BRIEF 1: From the page on primary care clinician well-being, quote everything from "What Shapes Clinician" down to "among other things.".
BRIEF 2: According to the page on primary care clinician well-being, why is it worth exploring the experiences of clinicians?

EXCERPT PROVIDED:
================
Deliverables

What Shapes Clinician Well-being in Primary Care? An Evidence and Gap Map

Here is a map that organizes the experiences of primary care clinicians according to factors that influence their well-being accross the world. Discover the results by country and by type of clinician, among other things.
January 15, 2026

A Quebec research team mapped the self-reported experiences of primary care clinicians (CREM) related to well-being according to the National Academy of Medicine (NAM) reference framework and created an interactive database. The well-being of clinicians is the cornerstone of an effective healthcare system, enabling safe, effective, patient-centered, timely, and equitable services.

Clinician-reported experience measures

Clinician-reported experience measures (CREMs) are self-reported measures by healthcare and social services workers. Exploring the experiences of clinicians helps to highlight the factors that influence their well-being and identify areas where intervention is needed.

Authors
Dorsa Salimi¹, Paula L. Bush¹, Ashkan Baradaran¹, Anaïs Lacasse², Pascaline Kengne Talla³, Thomas G. Poder⁴, Maude Laberge⁴, Sonia Lussier⁵, Antoine Groulx7, Patrick M. Archambault7, Tracie A. Barnett¹

Affiliations
¹ Department of Family Medicine, Faculty of Medicine and Health Sciences, McGill University, Montréal, QC, Canada. 
2. Département des sciences de la santé, Université du Québec en Abitibi-Témiscamingue (UQAT), Rouyn-Noranda, QC, Canada. 
3. Faculty of Dental Medicine and Oral Health Sciences, McGill University, Montréal, QC, Canada.
================
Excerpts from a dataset

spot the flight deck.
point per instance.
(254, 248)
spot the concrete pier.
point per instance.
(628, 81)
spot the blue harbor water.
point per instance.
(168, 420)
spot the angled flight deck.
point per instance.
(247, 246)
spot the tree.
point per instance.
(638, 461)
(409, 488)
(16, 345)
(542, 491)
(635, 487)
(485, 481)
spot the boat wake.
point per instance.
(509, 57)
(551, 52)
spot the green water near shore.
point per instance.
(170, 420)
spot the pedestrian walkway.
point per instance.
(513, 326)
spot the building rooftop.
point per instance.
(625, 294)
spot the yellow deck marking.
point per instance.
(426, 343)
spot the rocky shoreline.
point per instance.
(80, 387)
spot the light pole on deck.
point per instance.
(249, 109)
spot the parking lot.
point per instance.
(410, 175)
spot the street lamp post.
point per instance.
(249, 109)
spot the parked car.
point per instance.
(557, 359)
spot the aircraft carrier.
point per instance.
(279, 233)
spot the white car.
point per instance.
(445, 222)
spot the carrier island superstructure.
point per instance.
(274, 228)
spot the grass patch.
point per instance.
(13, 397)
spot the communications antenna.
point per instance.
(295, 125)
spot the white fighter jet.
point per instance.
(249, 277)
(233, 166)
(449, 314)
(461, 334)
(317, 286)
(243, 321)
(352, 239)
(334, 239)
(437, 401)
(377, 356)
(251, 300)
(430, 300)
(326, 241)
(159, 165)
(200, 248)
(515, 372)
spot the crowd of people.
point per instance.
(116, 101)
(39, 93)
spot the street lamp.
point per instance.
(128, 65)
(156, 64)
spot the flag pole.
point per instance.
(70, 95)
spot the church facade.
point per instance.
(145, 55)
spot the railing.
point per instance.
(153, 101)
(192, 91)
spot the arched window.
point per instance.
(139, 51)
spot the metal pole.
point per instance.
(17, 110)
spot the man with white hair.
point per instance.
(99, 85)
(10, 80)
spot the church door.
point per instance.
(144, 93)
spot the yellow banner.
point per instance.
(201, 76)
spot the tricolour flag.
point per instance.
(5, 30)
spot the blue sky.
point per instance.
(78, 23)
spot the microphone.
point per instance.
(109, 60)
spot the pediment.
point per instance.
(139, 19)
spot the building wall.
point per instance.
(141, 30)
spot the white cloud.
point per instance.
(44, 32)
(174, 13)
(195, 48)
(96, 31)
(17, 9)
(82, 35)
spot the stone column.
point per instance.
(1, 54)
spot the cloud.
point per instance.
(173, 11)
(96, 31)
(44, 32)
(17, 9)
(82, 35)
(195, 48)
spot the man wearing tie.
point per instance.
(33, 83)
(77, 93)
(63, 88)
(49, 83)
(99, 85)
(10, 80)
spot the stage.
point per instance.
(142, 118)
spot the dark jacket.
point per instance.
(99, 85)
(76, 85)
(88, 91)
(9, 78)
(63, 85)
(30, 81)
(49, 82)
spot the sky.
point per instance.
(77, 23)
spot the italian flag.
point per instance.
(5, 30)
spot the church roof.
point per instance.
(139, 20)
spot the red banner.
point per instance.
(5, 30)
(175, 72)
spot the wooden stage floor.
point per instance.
================
WRITTEN SOLUTION 1:
What Shapes Clinician Well-being in Primary Care? An Evidence and Gap Map

Here is a map that organizes the experiences of primary care clinicians according to factors that influence their well-being accross the world. Discover the results by country and by type of clinician, among other things.

WRITTEN SOLUTION 2: Exploring clinicians' experiences helps highlight the factors that influence their well-being and identify areas where intervention is needed. That well-being matters because it is the cornerstone of an effective healthcare system, enabling safe, effective, patient-centered, timely, and equitable services.